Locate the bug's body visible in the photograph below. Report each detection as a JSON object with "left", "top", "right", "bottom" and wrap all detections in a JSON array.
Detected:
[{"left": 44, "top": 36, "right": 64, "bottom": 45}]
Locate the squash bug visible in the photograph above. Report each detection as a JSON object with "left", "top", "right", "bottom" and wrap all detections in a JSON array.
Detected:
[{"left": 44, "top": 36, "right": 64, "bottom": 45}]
...
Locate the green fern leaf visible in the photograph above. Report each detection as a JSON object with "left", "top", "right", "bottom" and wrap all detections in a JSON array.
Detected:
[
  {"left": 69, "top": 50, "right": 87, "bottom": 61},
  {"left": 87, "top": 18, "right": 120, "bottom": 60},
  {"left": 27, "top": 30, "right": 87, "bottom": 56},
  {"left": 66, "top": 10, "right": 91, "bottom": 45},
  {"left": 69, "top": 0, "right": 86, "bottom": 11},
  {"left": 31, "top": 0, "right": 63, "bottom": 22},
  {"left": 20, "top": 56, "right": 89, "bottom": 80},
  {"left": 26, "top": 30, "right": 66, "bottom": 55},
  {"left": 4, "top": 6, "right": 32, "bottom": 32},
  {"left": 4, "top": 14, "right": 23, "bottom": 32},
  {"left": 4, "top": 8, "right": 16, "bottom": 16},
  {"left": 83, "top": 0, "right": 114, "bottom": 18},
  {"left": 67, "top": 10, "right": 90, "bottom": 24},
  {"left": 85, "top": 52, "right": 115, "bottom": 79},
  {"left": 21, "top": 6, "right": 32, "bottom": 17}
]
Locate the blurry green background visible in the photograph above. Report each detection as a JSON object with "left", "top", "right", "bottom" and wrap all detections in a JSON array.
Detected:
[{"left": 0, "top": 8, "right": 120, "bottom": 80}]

*EXERCISE PROMPT:*
Only a number is wanted: how many lines of the material include the word "detection".

*SOLUTION FOR THIS EXERCISE:*
4